DESCRIPTION OF THE TASK: Lines from the one with "of the cross" through the end of the listing below are to be retyped exactly.

STUDY MATERIAL:
━━━━━━
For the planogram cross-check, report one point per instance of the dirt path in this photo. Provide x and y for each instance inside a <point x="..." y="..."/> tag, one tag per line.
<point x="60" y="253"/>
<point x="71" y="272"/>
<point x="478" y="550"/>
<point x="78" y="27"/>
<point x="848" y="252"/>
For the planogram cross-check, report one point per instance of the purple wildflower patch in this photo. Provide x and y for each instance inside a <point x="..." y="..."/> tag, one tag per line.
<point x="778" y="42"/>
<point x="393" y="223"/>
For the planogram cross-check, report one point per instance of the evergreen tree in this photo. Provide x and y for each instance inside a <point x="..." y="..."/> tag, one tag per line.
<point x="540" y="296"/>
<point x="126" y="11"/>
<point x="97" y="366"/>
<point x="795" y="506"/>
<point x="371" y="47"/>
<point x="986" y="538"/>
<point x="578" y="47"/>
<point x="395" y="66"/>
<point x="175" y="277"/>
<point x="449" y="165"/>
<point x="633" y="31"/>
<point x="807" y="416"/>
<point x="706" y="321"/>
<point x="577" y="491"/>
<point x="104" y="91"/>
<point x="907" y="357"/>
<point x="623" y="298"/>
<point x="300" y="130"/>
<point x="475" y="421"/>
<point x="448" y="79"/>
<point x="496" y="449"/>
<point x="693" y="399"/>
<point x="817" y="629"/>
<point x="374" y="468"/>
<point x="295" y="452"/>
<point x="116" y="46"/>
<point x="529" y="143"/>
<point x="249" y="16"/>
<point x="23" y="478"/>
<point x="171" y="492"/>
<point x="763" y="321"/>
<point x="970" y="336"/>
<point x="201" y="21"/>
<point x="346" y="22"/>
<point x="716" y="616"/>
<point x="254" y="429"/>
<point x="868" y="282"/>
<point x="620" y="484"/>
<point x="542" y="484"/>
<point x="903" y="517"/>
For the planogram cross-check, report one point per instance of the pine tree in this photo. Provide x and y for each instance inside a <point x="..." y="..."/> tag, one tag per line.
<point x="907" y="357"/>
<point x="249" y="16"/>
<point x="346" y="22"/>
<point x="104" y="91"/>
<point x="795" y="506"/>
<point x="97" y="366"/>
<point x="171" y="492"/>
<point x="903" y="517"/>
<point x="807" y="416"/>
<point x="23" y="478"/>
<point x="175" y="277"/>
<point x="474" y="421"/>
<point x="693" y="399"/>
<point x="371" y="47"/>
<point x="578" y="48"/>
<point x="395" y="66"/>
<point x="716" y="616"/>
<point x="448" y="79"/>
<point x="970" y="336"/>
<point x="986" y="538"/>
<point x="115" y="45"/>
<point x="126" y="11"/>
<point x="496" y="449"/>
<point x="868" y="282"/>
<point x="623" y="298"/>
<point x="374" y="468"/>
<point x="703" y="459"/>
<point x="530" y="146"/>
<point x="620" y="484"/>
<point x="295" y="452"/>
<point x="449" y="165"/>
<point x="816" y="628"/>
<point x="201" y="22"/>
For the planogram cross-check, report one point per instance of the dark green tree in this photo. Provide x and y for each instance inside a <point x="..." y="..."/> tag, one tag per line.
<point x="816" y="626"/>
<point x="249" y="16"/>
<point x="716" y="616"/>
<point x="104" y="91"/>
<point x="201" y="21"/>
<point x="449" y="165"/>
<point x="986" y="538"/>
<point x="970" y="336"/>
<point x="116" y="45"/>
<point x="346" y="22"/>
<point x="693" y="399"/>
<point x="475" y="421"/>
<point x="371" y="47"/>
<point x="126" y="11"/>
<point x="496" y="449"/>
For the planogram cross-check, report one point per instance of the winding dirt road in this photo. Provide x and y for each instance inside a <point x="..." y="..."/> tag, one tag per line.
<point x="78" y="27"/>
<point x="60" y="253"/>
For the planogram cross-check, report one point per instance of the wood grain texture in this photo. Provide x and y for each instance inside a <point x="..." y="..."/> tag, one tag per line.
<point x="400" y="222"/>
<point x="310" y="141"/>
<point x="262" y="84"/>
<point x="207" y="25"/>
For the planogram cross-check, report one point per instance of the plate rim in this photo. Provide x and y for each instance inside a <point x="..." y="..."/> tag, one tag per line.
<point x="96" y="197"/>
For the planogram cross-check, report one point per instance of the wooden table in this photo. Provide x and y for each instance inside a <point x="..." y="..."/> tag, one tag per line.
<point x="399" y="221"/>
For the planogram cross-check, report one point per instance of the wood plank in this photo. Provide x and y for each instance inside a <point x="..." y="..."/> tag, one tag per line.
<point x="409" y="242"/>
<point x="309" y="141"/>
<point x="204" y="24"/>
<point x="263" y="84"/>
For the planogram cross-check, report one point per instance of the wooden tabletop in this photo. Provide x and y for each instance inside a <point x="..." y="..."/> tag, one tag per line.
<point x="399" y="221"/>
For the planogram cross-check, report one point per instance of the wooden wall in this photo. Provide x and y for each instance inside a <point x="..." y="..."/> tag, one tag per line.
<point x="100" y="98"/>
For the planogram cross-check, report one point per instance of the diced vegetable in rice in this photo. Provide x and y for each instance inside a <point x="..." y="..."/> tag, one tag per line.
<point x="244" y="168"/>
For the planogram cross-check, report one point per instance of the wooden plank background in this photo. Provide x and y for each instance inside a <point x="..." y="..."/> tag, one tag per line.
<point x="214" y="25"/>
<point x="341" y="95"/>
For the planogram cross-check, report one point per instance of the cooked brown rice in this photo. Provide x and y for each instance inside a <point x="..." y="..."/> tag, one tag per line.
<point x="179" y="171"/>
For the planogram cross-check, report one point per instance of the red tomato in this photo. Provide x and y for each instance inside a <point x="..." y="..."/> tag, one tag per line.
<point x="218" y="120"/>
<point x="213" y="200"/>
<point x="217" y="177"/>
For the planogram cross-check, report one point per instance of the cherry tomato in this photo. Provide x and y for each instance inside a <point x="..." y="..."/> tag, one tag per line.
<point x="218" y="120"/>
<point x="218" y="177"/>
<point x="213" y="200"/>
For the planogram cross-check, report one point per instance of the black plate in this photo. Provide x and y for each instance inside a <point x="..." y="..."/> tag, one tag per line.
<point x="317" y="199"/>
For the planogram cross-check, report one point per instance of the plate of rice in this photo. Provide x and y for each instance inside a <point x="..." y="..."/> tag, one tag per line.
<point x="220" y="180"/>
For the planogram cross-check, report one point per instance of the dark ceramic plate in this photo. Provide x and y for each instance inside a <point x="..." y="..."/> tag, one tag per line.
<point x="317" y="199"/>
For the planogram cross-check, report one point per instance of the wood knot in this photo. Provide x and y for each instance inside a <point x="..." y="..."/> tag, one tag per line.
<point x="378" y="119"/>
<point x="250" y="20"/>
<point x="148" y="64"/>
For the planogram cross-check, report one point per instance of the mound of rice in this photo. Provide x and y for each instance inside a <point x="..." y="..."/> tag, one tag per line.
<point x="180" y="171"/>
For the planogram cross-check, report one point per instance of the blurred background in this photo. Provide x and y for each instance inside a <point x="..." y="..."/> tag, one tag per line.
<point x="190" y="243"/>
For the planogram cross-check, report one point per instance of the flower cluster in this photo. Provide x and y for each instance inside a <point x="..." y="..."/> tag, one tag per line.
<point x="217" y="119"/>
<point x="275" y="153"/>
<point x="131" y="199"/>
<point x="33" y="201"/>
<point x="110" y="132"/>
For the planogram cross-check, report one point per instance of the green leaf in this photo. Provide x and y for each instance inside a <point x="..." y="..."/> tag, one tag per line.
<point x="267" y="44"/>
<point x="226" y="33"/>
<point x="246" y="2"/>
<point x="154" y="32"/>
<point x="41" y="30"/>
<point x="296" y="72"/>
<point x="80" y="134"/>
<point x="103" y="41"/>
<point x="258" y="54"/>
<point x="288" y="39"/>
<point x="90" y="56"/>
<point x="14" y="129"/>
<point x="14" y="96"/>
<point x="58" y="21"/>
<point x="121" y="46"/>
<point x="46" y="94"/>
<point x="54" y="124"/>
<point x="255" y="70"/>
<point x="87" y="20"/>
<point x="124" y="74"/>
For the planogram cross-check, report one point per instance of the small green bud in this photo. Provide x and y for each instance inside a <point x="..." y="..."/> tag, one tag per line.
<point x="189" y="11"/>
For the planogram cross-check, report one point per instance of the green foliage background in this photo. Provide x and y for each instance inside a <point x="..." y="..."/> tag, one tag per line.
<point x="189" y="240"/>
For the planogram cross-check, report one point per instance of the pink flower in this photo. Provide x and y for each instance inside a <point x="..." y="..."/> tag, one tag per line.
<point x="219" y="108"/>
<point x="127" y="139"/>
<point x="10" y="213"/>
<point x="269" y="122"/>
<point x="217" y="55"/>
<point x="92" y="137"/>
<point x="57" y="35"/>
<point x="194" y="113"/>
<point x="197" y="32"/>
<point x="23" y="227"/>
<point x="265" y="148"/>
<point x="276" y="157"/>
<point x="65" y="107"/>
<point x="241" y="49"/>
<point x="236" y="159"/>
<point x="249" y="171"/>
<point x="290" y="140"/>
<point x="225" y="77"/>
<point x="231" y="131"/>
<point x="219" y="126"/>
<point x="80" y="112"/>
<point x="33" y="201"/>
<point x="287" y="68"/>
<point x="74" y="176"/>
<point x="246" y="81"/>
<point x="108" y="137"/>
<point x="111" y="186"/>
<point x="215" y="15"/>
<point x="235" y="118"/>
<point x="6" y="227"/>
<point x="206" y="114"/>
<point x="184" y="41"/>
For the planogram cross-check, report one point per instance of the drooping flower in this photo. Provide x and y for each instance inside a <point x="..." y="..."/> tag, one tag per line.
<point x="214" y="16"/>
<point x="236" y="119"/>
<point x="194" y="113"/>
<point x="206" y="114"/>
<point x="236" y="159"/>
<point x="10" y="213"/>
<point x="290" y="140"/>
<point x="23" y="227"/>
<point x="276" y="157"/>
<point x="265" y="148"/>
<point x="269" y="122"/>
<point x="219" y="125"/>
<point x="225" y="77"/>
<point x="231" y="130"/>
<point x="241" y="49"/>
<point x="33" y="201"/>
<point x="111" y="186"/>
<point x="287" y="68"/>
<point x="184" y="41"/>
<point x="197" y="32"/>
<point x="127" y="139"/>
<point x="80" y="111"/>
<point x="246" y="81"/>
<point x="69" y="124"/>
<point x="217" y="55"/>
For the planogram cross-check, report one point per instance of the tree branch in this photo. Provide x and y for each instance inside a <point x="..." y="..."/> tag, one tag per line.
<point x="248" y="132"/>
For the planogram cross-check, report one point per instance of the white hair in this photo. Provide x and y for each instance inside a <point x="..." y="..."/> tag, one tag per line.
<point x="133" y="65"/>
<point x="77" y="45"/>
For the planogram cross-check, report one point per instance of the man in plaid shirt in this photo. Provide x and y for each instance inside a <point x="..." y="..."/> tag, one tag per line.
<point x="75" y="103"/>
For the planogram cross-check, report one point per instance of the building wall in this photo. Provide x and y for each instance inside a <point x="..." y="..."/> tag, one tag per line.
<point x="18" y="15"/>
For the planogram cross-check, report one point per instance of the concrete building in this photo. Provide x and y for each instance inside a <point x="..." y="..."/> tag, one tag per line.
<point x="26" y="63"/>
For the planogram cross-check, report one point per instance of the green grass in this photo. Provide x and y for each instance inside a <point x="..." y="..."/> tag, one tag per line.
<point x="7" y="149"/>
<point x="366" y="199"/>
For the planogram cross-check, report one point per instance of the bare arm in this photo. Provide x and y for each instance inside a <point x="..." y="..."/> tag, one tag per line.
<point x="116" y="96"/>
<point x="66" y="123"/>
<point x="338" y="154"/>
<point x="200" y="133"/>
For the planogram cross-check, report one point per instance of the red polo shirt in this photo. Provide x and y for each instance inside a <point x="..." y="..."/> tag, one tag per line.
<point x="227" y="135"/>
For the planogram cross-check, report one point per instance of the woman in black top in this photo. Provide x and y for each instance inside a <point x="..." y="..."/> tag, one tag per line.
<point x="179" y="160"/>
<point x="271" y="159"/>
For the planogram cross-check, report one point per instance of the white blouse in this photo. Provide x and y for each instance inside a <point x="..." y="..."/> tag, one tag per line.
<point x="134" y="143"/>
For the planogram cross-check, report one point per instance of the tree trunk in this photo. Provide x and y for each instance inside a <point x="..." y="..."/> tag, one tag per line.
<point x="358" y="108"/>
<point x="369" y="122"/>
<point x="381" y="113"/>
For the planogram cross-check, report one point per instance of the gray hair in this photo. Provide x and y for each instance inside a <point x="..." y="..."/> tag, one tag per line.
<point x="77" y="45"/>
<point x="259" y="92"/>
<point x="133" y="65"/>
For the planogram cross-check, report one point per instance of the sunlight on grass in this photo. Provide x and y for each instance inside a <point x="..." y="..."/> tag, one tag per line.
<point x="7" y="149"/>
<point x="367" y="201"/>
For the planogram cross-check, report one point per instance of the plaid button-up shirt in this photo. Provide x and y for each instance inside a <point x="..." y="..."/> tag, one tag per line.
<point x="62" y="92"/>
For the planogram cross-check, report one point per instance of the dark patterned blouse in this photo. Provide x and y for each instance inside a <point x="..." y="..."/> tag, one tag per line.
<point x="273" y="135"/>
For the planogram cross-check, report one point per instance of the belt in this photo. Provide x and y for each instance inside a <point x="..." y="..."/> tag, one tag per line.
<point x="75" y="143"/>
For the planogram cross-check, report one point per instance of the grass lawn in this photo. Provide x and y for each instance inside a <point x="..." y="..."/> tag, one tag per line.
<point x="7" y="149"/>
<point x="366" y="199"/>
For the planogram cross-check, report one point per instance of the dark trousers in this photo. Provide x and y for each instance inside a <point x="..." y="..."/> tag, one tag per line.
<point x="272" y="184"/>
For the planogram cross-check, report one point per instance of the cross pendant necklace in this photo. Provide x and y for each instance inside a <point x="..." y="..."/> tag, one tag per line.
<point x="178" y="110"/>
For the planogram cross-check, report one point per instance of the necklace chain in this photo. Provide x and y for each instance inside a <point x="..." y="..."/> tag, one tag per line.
━━━━━━
SOLUTION TO THIS PROBLEM:
For the planogram cross-check, report one point per instance of the cross pendant necklace in this photo. Provide x and y for each instance inside a <point x="..." y="..."/> tag, one tag per line.
<point x="178" y="110"/>
For the planogram cross-check, report one point per instance of the necklace chain in this photo. Provide x and y for each instance inside a <point x="..." y="..."/> tag, one tag per line.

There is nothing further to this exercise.